───── Trecho do texto ─────

Ato contínuo, toda esta problemática é degringolada no terceiro capítulo do livro; o qual desenvolve toda a poderosa relação que o irrupmento do sagrado (hierofania) amealha a vida dos indivíduos impingidos. A contagem do tempo inter-povos descreve a maneira como os mesmos concebem sua existência, a mesma varia desde uma simples referência lunar, até o mitológico ciclo cósmico que traduz a sede do imanente que caracteriza os povos de per si. Todo o argumento de Eliade ambiciona preparar os leitores para a caracterização cíclica que denotam o interesse dos povos de não deixaram a "fonte" que os tornam o que são - suas raízes mitológicas (axis mundi). A única exceção ao pensamento do autor no que tange ao mito hora exposto é o cristianismo. A religião cristã, em seu forte teor escatológico, "rompe" com a perspectiva cíclica dos povos pesquisados e cria uma dobra no pensamento de Eliade. Esta execeção à regra tem gérmen no próprio entendimento de Reino de Deus pensado por Jesus. O Reino pregado por Cristo estaria incontinente dentro de seus seguidores e se concretizaria no futuro próximo. Tal teologia perde toda a conotação cíclica que, até então, caracterizava o pensamento sagrado; e passa a se basear numa concepção "linear". O cristianismo, portanto, não se coaduna com o eterno retorno pensado por Mircea Eliade, e, grosso modo, torna-se o ponto alto de seu pensamento no livro em tela.

No quarto e último capítulo, Eliade reitera a concepção ahistórica do homem arcaico e assevera a postura que havia aventado no capítulo anterior sobre a reconstrução da história pelo homem moderno (cristão). Segundo ele, a singularidade do historicismo se arrima na capacidade que o homem moderno possui de agrilhoar um pensamento linear relevante a posteridade. Toda a liberalidade do pensamento moderno lhe valoriza o apego a verdades diuturnamente relativizadas por seus pares, fato que foi indistintamente trabalhado por Eliade no tomo "dificuldades do historicismo". Não obstante, tal apego ao cristianismo "liberta" o homem do eterno ciclo que lhe manieta, fato que nas palavras de Eliade "liberta o homem da história", o mesmo assevera, "a fé, neste contexto, assim como em muitos outros, significa a emancipação absoluta de qualquer tipo de "lei" natural, e, portanto, a mais elevada liberdade que o homem pode imaginar: a liberdade de poder intervir até mesmo na reconstrução ontológica do universo. Em consequência, trata-se de uma liberdade preeminentimente criativa. Em outras palavras, constitui uma nova fórmula para a colaboração do homem com a criação - a primeira, mas também a única fórmula a ele concedida desde que o tradicional horizonte dos arquétipos e repetição foi ultrapassado. Apenas uma tal liberdade é capaz de defender o homem moderno do terror da história - uma liberdade, em outras palavras, que tem sua fonte e encontra sua garantia e apoio em Deus". Nestes termos, Mircea Eliade valoriza a fé cristã, pois, sua peculiaridade em conceber uma nova realidade, liberta o homem do "eterno retorno" (história) que o aprisiona.

───── Registros fornecidos ─────

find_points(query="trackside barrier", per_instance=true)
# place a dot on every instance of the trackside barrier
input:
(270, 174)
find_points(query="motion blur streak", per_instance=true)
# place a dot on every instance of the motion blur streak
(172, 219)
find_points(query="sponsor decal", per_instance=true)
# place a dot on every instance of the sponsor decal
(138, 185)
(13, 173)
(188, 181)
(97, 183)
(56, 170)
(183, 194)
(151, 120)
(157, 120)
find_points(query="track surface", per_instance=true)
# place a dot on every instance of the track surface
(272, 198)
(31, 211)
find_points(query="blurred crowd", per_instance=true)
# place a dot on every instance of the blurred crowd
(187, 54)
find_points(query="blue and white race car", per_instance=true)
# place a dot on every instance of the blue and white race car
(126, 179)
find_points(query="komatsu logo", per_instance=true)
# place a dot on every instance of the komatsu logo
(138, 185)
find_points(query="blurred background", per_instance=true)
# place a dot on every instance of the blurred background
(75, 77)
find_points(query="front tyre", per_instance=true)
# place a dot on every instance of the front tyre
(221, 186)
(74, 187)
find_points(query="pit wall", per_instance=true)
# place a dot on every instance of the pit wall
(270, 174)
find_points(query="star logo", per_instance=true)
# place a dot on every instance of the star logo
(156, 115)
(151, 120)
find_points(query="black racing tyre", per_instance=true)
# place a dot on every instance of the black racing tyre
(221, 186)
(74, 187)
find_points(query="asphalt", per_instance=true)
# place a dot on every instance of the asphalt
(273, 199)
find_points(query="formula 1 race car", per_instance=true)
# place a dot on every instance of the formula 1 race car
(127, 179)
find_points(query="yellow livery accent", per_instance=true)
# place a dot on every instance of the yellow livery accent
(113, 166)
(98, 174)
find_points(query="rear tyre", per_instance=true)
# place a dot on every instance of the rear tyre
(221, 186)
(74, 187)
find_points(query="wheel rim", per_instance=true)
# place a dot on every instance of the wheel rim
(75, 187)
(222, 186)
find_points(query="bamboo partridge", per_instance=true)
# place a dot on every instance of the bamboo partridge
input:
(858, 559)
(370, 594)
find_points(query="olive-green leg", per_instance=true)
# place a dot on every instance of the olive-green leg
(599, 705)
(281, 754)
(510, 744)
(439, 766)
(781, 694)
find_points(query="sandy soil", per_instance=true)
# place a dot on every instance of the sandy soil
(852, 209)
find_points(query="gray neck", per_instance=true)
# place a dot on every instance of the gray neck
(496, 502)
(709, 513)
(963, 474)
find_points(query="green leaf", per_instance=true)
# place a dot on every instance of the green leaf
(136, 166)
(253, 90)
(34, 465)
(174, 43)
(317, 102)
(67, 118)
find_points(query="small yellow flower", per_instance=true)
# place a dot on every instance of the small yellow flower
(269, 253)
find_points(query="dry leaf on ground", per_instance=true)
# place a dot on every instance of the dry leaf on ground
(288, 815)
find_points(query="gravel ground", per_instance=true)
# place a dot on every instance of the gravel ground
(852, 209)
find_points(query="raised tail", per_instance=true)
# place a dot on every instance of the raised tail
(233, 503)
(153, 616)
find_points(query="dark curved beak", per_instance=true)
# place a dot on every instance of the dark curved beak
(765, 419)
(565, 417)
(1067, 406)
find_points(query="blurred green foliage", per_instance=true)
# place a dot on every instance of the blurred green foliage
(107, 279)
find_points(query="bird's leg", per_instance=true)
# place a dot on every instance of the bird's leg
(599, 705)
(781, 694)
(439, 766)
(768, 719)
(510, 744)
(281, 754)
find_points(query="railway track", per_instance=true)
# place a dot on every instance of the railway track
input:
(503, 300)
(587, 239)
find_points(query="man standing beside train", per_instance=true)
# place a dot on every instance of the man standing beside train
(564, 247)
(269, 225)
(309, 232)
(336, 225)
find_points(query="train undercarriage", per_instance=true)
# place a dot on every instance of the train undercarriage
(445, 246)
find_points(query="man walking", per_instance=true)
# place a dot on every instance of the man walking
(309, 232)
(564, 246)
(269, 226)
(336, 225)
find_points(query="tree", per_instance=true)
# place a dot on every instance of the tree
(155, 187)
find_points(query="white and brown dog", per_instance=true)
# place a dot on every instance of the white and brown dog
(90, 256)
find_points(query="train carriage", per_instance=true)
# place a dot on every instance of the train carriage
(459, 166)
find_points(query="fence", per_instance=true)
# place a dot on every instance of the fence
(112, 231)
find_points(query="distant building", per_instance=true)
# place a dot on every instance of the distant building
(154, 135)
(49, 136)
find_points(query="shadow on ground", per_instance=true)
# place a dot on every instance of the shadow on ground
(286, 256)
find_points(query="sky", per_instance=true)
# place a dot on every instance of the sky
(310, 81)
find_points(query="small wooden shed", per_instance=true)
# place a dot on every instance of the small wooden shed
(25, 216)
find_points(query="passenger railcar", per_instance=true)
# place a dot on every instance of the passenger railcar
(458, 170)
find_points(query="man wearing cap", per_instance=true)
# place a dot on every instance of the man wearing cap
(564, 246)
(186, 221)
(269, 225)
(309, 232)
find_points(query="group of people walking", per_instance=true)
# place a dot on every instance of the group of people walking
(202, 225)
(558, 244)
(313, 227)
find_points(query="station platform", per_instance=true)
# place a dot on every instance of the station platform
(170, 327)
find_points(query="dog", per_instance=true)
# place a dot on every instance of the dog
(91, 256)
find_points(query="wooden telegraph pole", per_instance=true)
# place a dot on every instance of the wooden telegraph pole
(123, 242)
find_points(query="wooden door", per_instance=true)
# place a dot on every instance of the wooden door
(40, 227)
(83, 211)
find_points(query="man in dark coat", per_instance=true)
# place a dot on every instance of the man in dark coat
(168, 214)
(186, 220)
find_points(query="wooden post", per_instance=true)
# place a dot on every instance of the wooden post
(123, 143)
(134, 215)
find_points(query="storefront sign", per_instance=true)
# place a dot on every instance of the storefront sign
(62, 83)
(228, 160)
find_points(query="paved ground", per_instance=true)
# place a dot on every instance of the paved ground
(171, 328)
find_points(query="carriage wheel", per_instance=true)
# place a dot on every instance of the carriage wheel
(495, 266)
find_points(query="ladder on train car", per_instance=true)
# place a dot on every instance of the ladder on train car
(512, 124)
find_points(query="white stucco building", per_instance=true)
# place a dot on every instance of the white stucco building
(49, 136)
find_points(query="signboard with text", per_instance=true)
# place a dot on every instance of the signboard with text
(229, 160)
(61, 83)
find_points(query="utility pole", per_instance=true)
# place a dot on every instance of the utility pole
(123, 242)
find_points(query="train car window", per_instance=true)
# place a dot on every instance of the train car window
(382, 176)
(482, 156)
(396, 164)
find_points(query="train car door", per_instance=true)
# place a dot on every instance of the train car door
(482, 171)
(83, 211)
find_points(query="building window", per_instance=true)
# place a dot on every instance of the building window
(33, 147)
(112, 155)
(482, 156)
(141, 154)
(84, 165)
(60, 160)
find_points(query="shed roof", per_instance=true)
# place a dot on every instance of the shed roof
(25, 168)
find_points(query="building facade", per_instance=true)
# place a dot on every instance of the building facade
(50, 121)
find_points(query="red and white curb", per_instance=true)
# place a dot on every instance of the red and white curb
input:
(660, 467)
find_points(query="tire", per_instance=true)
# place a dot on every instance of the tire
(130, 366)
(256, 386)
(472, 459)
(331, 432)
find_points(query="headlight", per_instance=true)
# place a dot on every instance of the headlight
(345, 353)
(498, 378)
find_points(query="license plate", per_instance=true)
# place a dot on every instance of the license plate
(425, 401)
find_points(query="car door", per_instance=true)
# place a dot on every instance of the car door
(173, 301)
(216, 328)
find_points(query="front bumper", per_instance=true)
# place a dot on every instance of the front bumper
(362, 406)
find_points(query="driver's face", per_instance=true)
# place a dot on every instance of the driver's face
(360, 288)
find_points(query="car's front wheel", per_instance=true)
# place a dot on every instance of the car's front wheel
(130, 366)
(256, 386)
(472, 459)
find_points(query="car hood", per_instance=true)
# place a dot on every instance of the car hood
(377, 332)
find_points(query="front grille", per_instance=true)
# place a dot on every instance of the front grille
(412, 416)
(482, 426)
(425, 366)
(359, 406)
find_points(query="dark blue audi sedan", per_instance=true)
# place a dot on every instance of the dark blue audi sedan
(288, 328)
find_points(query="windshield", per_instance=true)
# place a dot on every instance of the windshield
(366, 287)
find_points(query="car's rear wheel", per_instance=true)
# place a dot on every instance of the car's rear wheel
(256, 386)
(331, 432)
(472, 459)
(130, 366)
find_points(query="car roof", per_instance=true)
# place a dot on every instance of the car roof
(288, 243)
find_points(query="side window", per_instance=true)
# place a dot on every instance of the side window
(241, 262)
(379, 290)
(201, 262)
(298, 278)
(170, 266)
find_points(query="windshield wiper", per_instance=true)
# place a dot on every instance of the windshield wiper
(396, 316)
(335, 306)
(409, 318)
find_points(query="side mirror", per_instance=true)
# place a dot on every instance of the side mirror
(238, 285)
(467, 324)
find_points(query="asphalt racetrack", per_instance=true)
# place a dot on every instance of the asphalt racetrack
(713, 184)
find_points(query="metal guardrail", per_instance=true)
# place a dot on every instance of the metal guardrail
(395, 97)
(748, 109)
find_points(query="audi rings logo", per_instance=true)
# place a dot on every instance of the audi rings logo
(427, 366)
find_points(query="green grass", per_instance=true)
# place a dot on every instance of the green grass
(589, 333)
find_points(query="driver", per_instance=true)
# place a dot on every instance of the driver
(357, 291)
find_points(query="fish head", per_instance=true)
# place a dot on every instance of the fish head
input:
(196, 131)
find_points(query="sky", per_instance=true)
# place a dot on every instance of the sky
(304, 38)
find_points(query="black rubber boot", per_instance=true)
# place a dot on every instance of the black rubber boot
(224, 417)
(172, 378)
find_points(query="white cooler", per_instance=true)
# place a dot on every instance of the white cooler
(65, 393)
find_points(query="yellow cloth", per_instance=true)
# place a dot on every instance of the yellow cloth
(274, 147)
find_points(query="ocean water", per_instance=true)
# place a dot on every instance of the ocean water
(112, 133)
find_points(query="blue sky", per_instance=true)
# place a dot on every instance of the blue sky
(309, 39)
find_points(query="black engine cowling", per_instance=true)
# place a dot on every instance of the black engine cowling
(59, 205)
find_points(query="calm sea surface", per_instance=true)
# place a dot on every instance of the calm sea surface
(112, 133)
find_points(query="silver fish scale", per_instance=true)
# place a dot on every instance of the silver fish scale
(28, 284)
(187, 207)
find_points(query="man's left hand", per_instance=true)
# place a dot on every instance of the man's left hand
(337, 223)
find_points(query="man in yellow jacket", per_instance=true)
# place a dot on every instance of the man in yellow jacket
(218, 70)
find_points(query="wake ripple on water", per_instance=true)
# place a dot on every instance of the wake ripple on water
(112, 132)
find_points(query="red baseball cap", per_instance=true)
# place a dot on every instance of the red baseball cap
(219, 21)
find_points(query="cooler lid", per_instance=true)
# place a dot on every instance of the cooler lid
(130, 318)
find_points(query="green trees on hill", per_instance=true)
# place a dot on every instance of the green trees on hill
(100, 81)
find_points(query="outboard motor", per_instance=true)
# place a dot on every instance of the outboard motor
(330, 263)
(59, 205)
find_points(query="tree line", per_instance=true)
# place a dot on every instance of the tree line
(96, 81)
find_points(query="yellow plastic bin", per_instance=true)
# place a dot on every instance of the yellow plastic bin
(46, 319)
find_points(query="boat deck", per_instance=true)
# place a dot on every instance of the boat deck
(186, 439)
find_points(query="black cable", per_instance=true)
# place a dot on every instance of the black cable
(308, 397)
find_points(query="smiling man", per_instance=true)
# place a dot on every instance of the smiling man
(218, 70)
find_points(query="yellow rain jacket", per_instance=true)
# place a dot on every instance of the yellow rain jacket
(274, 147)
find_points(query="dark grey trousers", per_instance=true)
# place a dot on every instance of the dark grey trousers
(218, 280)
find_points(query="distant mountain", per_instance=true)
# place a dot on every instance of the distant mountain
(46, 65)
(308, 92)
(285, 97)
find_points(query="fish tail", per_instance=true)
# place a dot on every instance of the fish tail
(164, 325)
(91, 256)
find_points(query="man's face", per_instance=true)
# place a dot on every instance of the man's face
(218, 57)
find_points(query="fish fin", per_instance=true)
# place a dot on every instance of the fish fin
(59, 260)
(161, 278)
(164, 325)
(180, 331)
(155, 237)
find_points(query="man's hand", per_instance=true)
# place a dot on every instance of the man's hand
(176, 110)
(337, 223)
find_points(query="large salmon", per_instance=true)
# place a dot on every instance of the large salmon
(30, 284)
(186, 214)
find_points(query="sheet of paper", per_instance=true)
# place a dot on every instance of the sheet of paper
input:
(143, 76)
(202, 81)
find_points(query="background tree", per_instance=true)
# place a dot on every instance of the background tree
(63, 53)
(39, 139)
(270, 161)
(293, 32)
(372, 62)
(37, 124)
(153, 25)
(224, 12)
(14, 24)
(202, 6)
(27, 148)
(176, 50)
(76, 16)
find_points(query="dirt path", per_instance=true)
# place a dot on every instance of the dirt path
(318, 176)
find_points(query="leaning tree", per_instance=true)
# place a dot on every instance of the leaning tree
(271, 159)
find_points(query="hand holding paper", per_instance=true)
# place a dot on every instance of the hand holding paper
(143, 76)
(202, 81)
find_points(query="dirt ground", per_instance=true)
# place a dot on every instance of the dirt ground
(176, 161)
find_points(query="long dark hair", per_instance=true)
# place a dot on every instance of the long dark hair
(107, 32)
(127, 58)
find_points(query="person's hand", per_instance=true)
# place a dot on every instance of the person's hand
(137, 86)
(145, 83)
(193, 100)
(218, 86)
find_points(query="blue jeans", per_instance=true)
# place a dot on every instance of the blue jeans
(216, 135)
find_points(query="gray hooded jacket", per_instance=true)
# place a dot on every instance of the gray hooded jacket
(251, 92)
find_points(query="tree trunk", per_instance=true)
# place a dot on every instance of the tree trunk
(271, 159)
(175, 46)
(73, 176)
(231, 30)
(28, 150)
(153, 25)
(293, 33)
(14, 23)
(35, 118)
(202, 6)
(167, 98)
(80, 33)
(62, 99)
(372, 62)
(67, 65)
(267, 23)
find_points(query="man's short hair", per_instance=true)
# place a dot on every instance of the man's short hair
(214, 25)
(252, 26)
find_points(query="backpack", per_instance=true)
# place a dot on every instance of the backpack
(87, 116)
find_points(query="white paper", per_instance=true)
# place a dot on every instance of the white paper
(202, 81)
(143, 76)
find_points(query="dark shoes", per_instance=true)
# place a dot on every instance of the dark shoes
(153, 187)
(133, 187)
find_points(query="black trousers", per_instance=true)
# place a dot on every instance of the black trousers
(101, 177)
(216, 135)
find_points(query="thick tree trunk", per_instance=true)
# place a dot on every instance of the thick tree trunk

─────

Exercícios >>
**A.** No texto sobre o pensamento de Mircea Eliade, qual religião é apontada como a única exceção à perspectiva cíclica dos povos?
**B.** Filtre os registros e copie cada linha em que apareça a palavra "coat".

Lista de soluções >>
**A.** O cristianismo.

**B.**
find_points(query="man in dark coat", per_instance=true)
# place a dot on every instance of the man in dark coat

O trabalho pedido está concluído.